QUESTIONS ON THE MATERIAL:
• 1. Answer these from the Yichi Zhang profile:
(a) At which university did Yichi Zhang receive the Ph.D.?
(b) In what city is the 2025 INFORMS Annual Meeting held?
(c) What is the full name of the workshop abbreviated WINA?
• 2. Repeat, word for word, the stretch of the Yichi Zhang profile that opens with "Before my current" and closes with "(WINA), jointly with EC ’25.".
• 3. Decide whether each statement agrees with the Yichi Zhang profile, answering yes or no and quoting the deciding words:
(a) The postdoc position is hosted by David Pennock and Lirong Xia.
(b) The B.S. degree came from the University of Michigan.
(c) The paper on LLM-corrupted crowdsourcing data was presented in October 2025.

SELECTED EXTRACT:
Yichi Zhang
411 CoRE Building, Busch Campus
yz1636@dimacs.rutgers.edu
I'm a postdoc researcher at the Center for Discrete Mathematics and Theoretical Computer Science (DIMACS), Rutgers University, hosted by David Pennock and Lirong Xia. My research designs theoretically robust evaluation metrics to incentivize high-effort human feedback, evaluate data quality, and supervise AI.
Before my current position, I received my Ph.D. from the University of Michigan, Ann Arbor, where I was fortunate to be advised by Grant Schoenebeck. I earned my B.S. from Shanghai Jiao Tong University, China.
Recent News
- Oct 2025 I am attending the 2025 INFORMS Annual Meeting, October 26-29, in Atlanta. I will present our recent OR revision, "A System-level Analysis of Conference Peer Review".
- July 2025 Presented our paper “Evaluating LLM-Corrupted Crowdsourcing Data Without Verification” at the Workshop on Human–Algorithm Collaboration, jointly with EC ’25.
- July 2025 We organized the 2nd Annual Workshop on Incentives in Academia (WINA), jointly with EC ’25.
My Research
My earlier research centers on peer prediction, where the goal is to design scoring and reward mechanisms that elicit honest, high-effort information without ground truth. I develop evaluation metrics with provable guarantees that are efficient, adversary-robust, and interpretable, with an eye toward practical deployment for data quality and truth discovery.
A relevant application is peer review. I study policies that combine reviewer signals with authors’ own information to improve acceptance decisions while reducing review workload. I'm one of the main organizers of the annual Workshop on Incentives in Academia (WINA).
More recently, I examine how generative AI reshapes data collection. My work investigates how to detect and discourage LLM-generated or low-effort feedback, and how to safely use noisy or misaligned AI feedback in downstream decision-making.

SUPPLIED RECORDS:
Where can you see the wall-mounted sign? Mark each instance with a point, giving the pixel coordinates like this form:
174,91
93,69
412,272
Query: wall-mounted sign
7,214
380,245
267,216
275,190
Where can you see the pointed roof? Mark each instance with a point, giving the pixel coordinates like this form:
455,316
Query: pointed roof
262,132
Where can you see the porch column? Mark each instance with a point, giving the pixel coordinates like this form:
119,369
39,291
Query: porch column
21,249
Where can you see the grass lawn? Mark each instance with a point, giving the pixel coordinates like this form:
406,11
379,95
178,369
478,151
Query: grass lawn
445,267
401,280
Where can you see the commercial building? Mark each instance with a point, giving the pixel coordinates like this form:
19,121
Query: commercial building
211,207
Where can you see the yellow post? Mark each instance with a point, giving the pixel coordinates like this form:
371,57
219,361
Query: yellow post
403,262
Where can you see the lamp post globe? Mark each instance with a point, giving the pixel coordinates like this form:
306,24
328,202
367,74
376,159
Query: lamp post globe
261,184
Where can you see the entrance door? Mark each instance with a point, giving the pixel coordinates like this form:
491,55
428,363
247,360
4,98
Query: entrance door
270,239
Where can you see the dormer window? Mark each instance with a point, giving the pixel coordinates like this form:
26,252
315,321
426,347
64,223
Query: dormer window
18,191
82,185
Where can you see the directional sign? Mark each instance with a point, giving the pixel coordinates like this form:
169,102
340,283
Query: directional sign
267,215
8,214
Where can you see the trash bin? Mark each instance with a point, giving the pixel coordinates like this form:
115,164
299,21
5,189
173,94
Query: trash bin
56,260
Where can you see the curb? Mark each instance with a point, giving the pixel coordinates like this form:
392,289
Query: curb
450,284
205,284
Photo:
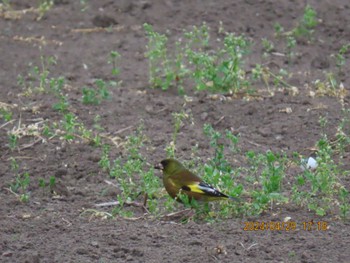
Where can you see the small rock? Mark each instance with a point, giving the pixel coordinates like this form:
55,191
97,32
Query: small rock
264,131
204,116
7,254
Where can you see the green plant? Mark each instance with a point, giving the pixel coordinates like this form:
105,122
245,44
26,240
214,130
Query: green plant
179,119
98,94
133,175
13,141
5,113
268,46
163,72
113,60
219,70
307,23
340,58
321,189
44,7
291,44
219,171
21,182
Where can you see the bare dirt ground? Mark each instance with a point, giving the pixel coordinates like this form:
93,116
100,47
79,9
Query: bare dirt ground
47,229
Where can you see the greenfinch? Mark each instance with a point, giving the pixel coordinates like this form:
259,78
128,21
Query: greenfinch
177,179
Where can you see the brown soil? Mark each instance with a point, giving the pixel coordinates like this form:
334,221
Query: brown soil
48,229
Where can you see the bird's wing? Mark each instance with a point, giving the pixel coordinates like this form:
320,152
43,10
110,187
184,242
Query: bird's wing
203,188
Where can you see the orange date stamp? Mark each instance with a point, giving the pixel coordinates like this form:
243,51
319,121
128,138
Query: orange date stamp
285,226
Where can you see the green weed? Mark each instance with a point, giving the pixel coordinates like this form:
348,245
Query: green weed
340,57
98,93
179,119
217,71
21,182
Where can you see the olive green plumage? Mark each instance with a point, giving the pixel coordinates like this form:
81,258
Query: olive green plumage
177,179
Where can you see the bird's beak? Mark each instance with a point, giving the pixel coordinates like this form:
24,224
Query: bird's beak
159,166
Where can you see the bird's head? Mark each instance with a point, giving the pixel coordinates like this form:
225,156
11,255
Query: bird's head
169,166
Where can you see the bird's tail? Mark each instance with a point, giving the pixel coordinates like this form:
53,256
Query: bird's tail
233,198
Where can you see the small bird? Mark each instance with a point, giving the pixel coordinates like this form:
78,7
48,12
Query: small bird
177,179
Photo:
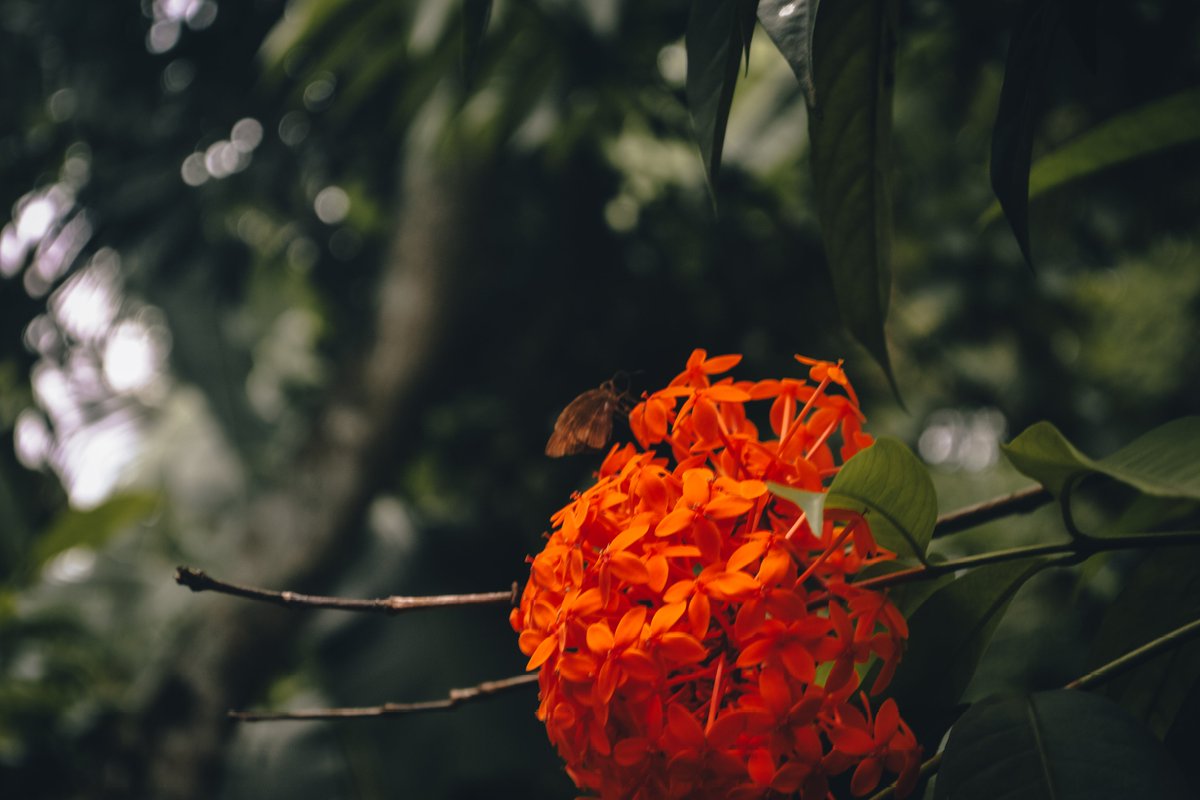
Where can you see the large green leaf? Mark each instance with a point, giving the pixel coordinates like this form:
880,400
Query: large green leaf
853,64
1020,109
947,637
892,488
1163,463
94,527
718,35
1059,745
1137,133
1161,595
810,503
790,24
475,14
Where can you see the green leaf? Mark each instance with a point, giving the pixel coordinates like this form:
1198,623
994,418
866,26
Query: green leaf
853,64
1164,462
1059,745
1020,109
790,24
1137,133
1161,595
947,637
94,527
892,488
811,503
718,34
475,14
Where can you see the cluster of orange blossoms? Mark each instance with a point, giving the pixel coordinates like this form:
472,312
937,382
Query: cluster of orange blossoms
696,637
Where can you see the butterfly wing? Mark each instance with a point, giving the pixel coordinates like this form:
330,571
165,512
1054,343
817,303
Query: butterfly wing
586,423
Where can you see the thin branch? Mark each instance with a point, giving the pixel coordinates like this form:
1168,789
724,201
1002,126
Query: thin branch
456,697
1020,501
199,581
1135,657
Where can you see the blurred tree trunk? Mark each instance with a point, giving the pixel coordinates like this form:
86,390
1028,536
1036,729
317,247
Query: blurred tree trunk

SOLUTION SET:
• 1.
(a) The University of Michigan, Ann Arbor.
(b) Atlanta.
(c) The Workshop on Incentives in Academia.

• 2.
Before my current position, I received my Ph.D. from the University of Michigan, Ann Arbor, where I was fortunate to be advised by Grant Schoenebeck. I earned my B.S. from Shanghai Jiao Tong University, China.
Recent News
- Oct 2025 I am attending the 2025 INFORMS Annual Meeting, October 26-29, in Atlanta. I will present our recent OR revision, "A System-level Analysis of Conference Peer Review".
- July 2025 Presented our paper “Evaluating LLM-Corrupted Crowdsourcing Data Without Verification” at the Workshop on Human–Algorithm Collaboration, jointly with EC ’25.
- July 2025 We organized the 2nd Annual Workshop on Incentives in Academia (WINA), jointly with EC ’25.

• 3.
(a) Yes: "hosted by David Pennock and Lirong Xia"
(b) No: "I earned my B.S. from Shanghai Jiao Tong University, China."
(c) No: "July 2025 Presented our paper “Evaluating LLM-Corrupted Crowdsourcing Data Without Verification”"